DOCUMENT PASSAGE »
+--

William Howard Taft

Memorial Day Address at Arlington Cemetery

May 30, 1911

As we gather in this assembly, with all the thoughts that its surroundings suggest, the question presents itself, “What is the purpose of these commemorative services?” It is said that we are here to pay tribute to our patriotic dead—to those who yielded up their lives that our country might be saved. But does our coming here and do our ceremonies and hymns and eloquent tributes make the dead happier? If from somewhere their souls contemplate this scene, are they gratified merely because we praise them? Is it not rather that they can see that the influence of their deeds lives after them in the uplifting and revitalizing of the highest ideals of the living? These ceremonies are not for the benefit of the dead. They are to keep green the memory of their deeds and thereby to stir in the living members of society—in the citizens of today—the spirit of high appreciation and enthusiastic emulation of those supreme sacrifices for their fellow-countrymen that the sight of these graves of the dead makes alive to us.

Love of country, love of family, love of God—it is difficult to classify these affections of the human heart and soul, for they so melt into each other that the one who has most of one has most of all.

As we stand, however, in the presence of the dead on this beautiful May morning and seek to realize and enjoy the essence of patriotism which, like incense, steals into the atmosphere of this sacred spot, we find ourselves slipping into a conception of war as necessary to human development, the making of human character, and the exhibition of the highest human ideals. We lost sight of the cruelty, the courage, the arousing of the most brutal human passion, the indifference to human suffering, the meanest human ambitions, the ghoulish corruption, and all the other wickedness that follows in the trail of war, and we think only of the calm spirit of supreme self-sacrifice that ennobled the brave soldier who lost his life in the shock of battle and who rests peacefully with his comrades in these beautiful shades.

+--

EXTRACTED ENTRIES »
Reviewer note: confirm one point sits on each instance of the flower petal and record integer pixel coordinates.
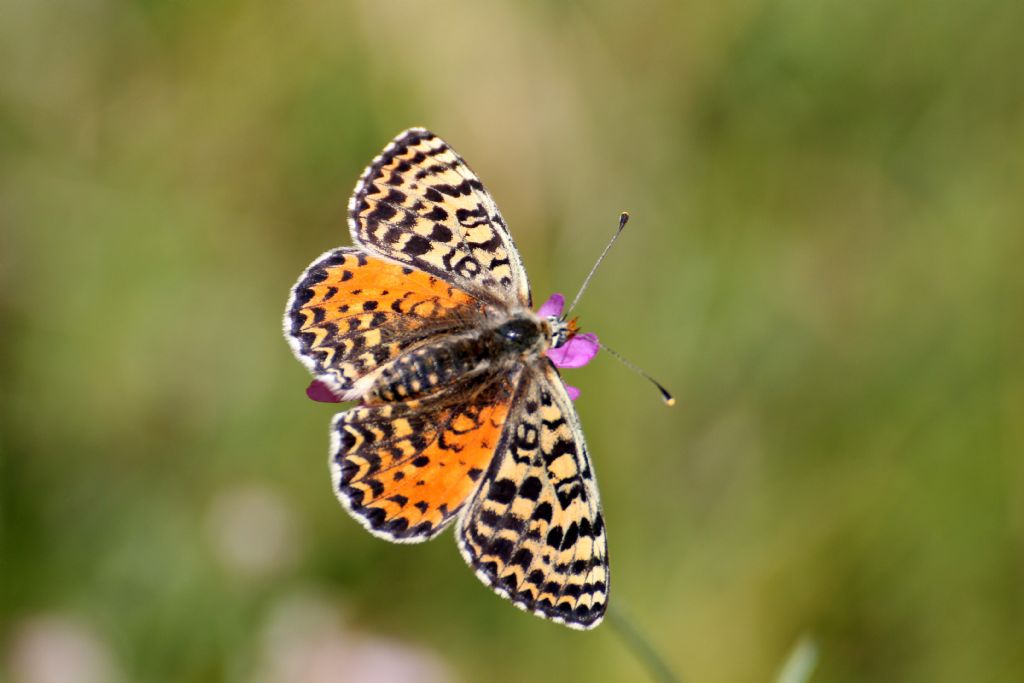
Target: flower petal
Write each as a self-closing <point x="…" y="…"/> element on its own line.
<point x="553" y="306"/>
<point x="322" y="392"/>
<point x="577" y="352"/>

+--

ASSIGNMENT A » In the Memorial Day address, switch "affections" to "feelings" in the passage starting with "Love of country, love" and going on through "most of all.".
ASSIGNMENT B » For each statement, say whether it agrees with the Memorial Day address, and quote the words that decide it: (i) The speaker holds that the ceremonies are for the benefit of the dead. (ii) The speaker calls love of country, love of family, and love of God difficult to classify. (iii) The address was delivered on May 30, 1911.
ASSIGNMENT C » Carry on the Memorial Day address from the point where it stops.
The records aren't needed here.

YOUR RESPONSE A »
Love of country, love of family, love of God—it is difficult to classify these feelings of the human heart and soul, for they so melt into each other that the one who has most of one has most of all.

YOUR RESPONSE B »
(i) No: "These ceremonies are not for the benefit of the dead."
(ii) Yes: "it is difficult to classify these affections of the human heart and soul"
(iii) Yes: "May 30, 1911"

YOUR RESPONSE C »
Of course, it is necessary that we should have sin and temptation if we would have exhibitions of virtue which resist them; but is that a reason for favoring either temptation or sin? Of course, in order that we should know the existence and power of the highest traits of the human soul, we must have human tragedies, but certainly no one would promote a tragedy for the purpose of furnishing to the world proof of the existence of such traits. Strive as we may to prevent or destroy them, we shall have sin and wickedness and temptation and tragedy enough as a school of experience, development, and demonstration of human character. The same answer must be made to those who permit themselves to advocate war as a necessary experience in the development of man.

There was a time when an insult by one man to another in the same social class could only be wiped out by the blood of the other in a mortal duel, and in those days it took more moral courage to avoid a duel than to fight one. We have made great progress, almost within our own memory, in such ideals. If that be true of men why may it not be true in the near future of nations? Why will it not show more patriotism and more love of country to refuse to go to war for an insult and to submit it to the arbitrament of a peaceful tribunal, than to subject a whole people to the misery and cruelty and suffering and burden of heavy cost of a national war, however glossed over by the excitement and ambitions and the glory of a successful conquest?

The lesson in national restraint, the looking at things as they are, the rejecting of the dictates of false pride, and the following of the teachings of the Master of men are not at all inconsistent with, and do not detract from, the continuance of the highest love of country and of one’s countrymen.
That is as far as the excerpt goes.